→ What you have to do
In the entries below, return only the line containing "point: brown garage" and those after it, exactly, through the last line.

[Records from a dataset]
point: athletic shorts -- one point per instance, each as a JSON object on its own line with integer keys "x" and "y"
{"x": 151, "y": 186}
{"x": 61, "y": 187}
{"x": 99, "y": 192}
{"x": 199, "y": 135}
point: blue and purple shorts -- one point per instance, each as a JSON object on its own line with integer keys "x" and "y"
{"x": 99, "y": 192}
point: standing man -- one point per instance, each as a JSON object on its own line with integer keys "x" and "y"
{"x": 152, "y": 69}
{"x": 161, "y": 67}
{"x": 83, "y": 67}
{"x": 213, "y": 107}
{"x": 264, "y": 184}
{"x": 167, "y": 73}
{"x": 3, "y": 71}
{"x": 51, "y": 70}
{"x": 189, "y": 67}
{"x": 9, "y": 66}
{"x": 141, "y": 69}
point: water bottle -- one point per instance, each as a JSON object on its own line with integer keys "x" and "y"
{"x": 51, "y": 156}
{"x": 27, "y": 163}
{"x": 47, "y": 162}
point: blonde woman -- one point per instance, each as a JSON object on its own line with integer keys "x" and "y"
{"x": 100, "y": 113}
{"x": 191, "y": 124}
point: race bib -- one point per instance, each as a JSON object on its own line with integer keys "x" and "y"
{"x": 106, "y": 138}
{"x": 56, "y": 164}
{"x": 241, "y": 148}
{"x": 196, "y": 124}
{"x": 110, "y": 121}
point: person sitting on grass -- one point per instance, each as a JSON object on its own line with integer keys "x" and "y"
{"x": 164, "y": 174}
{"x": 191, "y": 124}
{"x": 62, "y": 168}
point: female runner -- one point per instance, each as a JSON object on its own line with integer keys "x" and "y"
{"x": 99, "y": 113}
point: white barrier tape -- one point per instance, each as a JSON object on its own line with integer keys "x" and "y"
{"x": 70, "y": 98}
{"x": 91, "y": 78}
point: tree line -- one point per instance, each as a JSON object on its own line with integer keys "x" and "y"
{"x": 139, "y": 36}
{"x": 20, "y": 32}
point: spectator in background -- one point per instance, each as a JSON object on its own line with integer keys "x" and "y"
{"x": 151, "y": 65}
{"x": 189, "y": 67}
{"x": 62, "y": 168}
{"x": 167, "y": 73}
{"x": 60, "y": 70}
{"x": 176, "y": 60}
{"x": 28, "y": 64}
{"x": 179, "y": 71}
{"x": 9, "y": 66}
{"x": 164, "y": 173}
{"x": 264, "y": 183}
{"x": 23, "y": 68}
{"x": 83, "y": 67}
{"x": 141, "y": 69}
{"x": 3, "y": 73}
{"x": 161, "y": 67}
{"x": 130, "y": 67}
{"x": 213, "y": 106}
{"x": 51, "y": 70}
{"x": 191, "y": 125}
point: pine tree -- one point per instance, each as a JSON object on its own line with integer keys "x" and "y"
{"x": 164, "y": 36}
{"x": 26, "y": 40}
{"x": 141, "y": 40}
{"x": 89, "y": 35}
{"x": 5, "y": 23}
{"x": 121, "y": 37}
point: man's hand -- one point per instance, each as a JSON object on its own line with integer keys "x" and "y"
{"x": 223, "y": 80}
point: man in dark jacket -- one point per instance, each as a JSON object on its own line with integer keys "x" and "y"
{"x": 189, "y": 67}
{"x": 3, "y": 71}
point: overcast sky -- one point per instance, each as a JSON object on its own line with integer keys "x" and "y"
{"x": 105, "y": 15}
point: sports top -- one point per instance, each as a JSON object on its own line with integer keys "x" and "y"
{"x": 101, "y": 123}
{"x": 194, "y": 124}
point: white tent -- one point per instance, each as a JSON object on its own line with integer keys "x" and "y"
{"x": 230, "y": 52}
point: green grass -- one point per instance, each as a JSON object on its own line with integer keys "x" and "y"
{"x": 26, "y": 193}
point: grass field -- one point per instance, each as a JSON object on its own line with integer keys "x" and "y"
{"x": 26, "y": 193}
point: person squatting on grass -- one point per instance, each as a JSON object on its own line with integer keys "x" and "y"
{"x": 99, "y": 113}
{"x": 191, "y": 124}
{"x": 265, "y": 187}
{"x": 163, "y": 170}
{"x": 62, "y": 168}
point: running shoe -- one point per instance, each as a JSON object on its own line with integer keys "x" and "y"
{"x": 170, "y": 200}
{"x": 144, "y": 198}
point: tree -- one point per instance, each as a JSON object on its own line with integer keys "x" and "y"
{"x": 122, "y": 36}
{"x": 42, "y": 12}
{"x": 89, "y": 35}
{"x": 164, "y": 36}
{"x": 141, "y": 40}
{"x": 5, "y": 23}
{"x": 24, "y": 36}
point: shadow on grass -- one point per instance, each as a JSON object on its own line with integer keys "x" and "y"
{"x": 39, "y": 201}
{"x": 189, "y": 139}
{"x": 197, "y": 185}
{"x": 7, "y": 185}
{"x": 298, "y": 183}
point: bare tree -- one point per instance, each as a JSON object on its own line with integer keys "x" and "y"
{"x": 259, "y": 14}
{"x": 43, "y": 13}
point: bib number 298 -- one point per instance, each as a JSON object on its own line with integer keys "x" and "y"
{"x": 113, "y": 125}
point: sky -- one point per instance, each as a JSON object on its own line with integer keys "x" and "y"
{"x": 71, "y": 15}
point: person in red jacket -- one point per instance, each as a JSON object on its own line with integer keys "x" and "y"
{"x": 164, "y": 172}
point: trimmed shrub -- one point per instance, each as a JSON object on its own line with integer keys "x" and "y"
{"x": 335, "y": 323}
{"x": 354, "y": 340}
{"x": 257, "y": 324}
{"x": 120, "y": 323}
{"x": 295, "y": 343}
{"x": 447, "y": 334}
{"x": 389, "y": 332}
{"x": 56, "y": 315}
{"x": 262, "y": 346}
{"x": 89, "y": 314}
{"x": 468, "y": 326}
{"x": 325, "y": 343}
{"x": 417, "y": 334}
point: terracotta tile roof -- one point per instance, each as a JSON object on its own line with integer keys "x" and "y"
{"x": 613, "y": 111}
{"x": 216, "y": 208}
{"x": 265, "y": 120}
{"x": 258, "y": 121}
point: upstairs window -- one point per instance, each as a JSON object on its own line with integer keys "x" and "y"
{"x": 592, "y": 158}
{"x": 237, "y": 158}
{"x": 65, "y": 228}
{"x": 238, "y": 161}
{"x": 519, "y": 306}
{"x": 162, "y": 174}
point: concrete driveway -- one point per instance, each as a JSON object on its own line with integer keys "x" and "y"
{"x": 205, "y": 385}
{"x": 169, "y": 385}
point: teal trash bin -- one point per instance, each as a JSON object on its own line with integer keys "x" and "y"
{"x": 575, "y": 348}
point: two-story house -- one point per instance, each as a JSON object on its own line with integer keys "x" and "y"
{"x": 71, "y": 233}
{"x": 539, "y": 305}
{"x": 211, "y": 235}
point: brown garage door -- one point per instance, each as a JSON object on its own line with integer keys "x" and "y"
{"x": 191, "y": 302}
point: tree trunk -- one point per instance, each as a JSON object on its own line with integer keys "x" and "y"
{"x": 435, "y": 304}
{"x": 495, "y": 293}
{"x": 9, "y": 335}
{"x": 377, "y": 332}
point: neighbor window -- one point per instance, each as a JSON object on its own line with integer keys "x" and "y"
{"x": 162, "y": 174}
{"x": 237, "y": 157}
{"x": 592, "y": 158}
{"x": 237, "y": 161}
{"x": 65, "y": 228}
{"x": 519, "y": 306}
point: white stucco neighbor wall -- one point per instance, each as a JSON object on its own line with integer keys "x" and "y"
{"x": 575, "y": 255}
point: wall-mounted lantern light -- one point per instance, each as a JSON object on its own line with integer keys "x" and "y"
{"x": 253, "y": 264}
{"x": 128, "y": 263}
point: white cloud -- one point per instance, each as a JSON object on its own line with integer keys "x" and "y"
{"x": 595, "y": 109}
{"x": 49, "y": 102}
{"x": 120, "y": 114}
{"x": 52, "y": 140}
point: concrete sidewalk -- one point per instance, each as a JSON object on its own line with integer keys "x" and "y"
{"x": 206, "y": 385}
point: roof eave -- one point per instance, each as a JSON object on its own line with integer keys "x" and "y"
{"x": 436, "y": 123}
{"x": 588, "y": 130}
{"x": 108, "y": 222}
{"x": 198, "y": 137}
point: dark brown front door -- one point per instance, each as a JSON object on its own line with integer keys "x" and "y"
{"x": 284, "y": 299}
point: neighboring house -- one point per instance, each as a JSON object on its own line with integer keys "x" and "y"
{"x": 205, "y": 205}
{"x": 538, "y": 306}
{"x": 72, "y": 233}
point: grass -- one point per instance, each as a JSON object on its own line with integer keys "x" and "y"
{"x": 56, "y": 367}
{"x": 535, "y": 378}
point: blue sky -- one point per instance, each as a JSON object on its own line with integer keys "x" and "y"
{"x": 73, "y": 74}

→ Written reply
point: brown garage door -- one point per instance, each as a JSON object on its own line with integer keys "x" and "y"
{"x": 191, "y": 302}
point: tree trunk -- one point per instance, each as a JSON object on its own line with integer keys "x" and "y"
{"x": 435, "y": 304}
{"x": 495, "y": 293}
{"x": 9, "y": 335}
{"x": 377, "y": 332}
point: neighbor window -- one point per instance, each as a JSON object on its own line with integer keys "x" and "y"
{"x": 162, "y": 174}
{"x": 237, "y": 157}
{"x": 592, "y": 158}
{"x": 237, "y": 161}
{"x": 65, "y": 228}
{"x": 519, "y": 306}
point: white stucco neighbor wall -- one point per instance, each as a JSON object on its own line with integer keys "x" and "y"
{"x": 575, "y": 255}
point: wall-mounted lantern light -- one point per instance, each as a JSON object on its own line with integer keys "x" and "y"
{"x": 253, "y": 264}
{"x": 128, "y": 263}
point: white cloud -- one point per instance, each as a JSON object on its own line with integer keys "x" and "y"
{"x": 595, "y": 109}
{"x": 49, "y": 102}
{"x": 120, "y": 114}
{"x": 52, "y": 140}
point: concrete sidewalk -- one point per instance, each as a JSON object on its own line with integer keys "x" and "y"
{"x": 206, "y": 385}
point: roof eave -- one point per instance, each as a JSON object on its own line with integer keys "x" and "y"
{"x": 436, "y": 123}
{"x": 588, "y": 130}
{"x": 108, "y": 222}
{"x": 198, "y": 137}
point: dark brown front door -- one point per instance, each as a JSON object on its own line with integer keys "x" and "y"
{"x": 284, "y": 299}
point: neighboring house -- one point per instance, each as a JSON object on its own line with integer keys "x" and "y"
{"x": 205, "y": 205}
{"x": 538, "y": 306}
{"x": 72, "y": 233}
point: grass -- one point per instance, each as a JSON object on its own line with integer keys "x" and "y"
{"x": 56, "y": 367}
{"x": 535, "y": 378}
point: blue sky -- one point per instance, each as a JSON object on its own line with integer keys "x" and "y"
{"x": 73, "y": 74}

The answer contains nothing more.